:: Source passage ::

Imagine having to wait a century to have sex. Such is the life of the Greenland shark—a 5-meter-long predator that may live more than 400 years, according to a new study, making it the longest lived vertebrate by at least a century. So it should come as no surprise that the females are not ready to reproduce until after they hit their 156th birthday.
The longevity of these sharks is “astonishing,” says Michael Oellermann, a cold-water physiologist at Loligo Systems in Viborg, Denmark, who was not involved with the work. That’s particularly true because oceans are quite dangerous places, he notes, where predators, food scarcity, and disease can strike at any time.
Greenland sharks (Somniosus microcephalus) had been rumored to be long-lived. In the 1930s, a fisheries biologist in Greenland tagged more than 400, only to discover that the sharks grow only about 1 centimeter a year—a sure sign that they’re in it for the long haul given how large they get. Yet scientists had been unable to figure out just how many years the sharks last.
Intrigued, marine biologist John Steffensen at the University of Copenhagen collected a piece of backbone from a Greenland shark captured in the North Atlantic, hoping it would have growth rings he could count to age the animal. He found none, so he consulted Jan Heinemeier, an expert in radiocarbon dating at Aarhus University in Denmark. Heinemeier suggested using the shark’s eye lenses instead. His aim was not to count growth rings, but instead to measure the various forms of carbon in the lenses, which can give clues to an animal’s age.

:::
:: Supplied entries ::

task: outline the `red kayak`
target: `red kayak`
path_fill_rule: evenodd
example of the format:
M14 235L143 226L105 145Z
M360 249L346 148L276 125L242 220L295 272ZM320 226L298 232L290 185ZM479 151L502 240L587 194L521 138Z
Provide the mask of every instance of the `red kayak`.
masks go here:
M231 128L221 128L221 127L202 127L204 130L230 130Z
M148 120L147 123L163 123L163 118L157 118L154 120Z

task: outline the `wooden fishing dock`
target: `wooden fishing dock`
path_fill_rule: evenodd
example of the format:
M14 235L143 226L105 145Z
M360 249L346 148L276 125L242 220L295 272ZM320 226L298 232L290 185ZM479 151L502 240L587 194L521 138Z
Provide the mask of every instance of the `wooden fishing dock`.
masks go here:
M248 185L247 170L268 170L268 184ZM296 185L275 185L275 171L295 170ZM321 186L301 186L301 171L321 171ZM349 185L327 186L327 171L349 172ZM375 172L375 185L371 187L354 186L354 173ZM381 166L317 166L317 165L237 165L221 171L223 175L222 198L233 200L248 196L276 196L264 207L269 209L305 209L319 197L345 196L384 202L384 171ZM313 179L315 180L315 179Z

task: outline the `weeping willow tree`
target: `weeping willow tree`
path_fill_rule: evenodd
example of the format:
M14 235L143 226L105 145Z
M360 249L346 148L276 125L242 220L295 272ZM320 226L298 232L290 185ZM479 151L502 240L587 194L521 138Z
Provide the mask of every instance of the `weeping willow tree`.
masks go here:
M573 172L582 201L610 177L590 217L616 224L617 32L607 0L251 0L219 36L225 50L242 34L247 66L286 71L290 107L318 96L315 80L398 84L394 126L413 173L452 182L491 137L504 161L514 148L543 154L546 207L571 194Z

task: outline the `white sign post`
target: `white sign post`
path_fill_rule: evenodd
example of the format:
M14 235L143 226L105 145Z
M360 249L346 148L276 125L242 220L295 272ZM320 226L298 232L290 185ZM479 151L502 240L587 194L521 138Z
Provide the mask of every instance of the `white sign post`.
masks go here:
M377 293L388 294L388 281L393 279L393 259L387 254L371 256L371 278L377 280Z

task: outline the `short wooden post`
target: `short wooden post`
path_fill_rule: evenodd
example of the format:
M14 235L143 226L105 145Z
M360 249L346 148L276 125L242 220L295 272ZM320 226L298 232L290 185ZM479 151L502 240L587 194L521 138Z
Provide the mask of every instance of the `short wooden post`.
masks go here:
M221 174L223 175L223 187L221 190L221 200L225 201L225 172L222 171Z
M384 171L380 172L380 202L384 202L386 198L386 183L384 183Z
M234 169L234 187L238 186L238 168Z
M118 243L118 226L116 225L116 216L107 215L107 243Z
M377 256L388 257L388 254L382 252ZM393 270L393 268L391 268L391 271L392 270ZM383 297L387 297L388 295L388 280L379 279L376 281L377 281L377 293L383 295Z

:::

| Exercise tasks |
A) According to the Greenland shark passage, why did John Steffensen turn to Jan Heinemeier after collecting a piece of shark backbone? Answer in one to three sentences.
B) Based on the Greenland shark passage, after what birthday are the females ready to reproduce?
Base your responses only on the Greenland shark passage, not on the lines.

| Problem solutions |
A) Steffensen had hoped the backbone would have growth rings he could count to age the shark, but he found none. He therefore consulted Heinemeier, an expert in radiocarbon dating.

B) After their 156th birthday.